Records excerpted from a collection
________________

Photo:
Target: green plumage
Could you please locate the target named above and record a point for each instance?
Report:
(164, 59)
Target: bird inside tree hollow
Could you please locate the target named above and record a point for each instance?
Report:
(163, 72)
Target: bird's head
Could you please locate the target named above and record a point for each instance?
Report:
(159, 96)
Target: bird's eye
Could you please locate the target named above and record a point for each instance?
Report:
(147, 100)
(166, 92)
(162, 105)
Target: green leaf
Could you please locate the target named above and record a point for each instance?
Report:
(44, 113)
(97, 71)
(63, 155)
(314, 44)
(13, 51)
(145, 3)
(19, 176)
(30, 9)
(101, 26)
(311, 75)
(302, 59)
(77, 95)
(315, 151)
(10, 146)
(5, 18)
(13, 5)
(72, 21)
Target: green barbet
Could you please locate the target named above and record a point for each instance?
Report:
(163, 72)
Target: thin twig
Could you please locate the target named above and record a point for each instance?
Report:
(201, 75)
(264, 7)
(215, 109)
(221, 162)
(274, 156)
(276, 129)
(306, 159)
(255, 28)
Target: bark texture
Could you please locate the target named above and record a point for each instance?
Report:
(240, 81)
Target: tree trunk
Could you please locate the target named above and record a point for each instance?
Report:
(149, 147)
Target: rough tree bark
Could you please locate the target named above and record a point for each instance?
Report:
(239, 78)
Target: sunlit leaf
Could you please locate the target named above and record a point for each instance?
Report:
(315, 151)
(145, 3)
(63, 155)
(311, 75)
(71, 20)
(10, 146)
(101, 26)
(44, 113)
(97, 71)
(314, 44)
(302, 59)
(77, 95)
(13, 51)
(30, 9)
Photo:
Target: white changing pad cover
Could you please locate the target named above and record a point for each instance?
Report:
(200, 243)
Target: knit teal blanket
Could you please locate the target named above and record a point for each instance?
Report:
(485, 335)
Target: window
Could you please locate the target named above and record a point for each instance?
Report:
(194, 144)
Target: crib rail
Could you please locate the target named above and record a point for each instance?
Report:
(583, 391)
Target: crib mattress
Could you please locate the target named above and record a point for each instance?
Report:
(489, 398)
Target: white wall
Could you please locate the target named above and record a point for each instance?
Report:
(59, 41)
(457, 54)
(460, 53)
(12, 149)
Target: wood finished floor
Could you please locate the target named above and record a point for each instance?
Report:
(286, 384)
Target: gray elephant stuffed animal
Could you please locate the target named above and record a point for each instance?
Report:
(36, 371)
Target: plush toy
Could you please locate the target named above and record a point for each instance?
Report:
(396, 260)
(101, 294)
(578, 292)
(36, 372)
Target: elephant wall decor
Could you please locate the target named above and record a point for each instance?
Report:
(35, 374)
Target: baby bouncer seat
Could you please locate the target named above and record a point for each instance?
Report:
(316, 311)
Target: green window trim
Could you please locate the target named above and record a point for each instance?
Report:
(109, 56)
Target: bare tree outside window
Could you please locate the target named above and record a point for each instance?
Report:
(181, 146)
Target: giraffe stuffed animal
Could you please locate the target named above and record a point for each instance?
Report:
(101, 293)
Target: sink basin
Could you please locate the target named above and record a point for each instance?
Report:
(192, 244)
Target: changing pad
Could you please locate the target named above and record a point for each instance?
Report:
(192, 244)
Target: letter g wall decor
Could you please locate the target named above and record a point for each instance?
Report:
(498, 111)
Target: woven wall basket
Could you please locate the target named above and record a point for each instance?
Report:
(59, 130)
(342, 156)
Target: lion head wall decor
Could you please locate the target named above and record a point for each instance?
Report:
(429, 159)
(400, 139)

________________

» PROBLEM DESCRIPTION
Say how many lines of the entries above include the string "white", giving the number and nothing else.

» ANSWER BOX
2